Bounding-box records
◇ ◇ ◇ ◇ ◇
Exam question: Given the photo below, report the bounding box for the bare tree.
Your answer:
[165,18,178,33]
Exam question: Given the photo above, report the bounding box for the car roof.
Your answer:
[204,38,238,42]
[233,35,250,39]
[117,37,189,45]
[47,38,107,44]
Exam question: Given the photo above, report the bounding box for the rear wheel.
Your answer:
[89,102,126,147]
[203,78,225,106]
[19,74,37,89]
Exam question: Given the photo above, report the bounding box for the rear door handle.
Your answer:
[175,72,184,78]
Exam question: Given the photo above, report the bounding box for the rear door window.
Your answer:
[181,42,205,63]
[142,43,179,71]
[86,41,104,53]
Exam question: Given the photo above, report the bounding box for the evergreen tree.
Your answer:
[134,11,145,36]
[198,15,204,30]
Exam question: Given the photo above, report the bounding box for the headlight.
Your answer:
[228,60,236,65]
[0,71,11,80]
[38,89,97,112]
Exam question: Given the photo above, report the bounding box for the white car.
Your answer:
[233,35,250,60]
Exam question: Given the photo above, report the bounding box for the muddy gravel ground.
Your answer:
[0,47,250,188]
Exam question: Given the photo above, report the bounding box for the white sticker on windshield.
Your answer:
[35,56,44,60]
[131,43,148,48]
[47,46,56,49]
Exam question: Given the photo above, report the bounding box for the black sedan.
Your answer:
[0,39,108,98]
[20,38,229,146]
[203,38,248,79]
◇ ◇ ◇ ◇ ◇
TASK DETAILS.
Copy every line of the records above word for word, changing nothing.

TASK ANSWER.
Exam question: Given the photo below, report the bounding box for the bare tree.
Your answer:
[165,18,178,33]
Exam question: Given the photo above, report the bounding box for the car roof.
Your answer:
[204,38,238,42]
[233,35,250,39]
[117,37,189,45]
[47,38,107,44]
Exam question: Given the photo above, report the bounding box for the rear wheel.
Your answer:
[89,102,126,147]
[203,78,225,106]
[19,74,37,89]
Exam question: Given the photo above, report the bounding box for the rear door handle.
Your answer:
[175,72,184,78]
Exam question: Given the photo above, report the bounding box for the rear door window.
Your answer:
[181,42,205,63]
[142,43,179,71]
[86,41,104,53]
Exam question: Given the photo above, report the bounding box for the evergreen tree.
Your answer:
[134,11,145,36]
[198,15,204,30]
Exam question: Given the photo above, report the bounding box for the headlight.
Your answer:
[228,60,236,65]
[0,71,11,80]
[38,89,97,112]
Exam question: Given the photo above, report the bounding box for the white car.
Your answer:
[233,35,250,60]
Exam question: Given the photo above, report the bounding box for the muddy gravel ground.
Your answer:
[0,47,250,188]
Exam question: Given the photo above, report the bounding box for the white sticker on windshield.
Your answer:
[35,56,44,60]
[131,43,148,48]
[47,46,56,49]
Exam question: Given the photo above, report the bounding box for the black sedan.
Your answer:
[0,39,108,98]
[20,38,229,146]
[203,38,248,79]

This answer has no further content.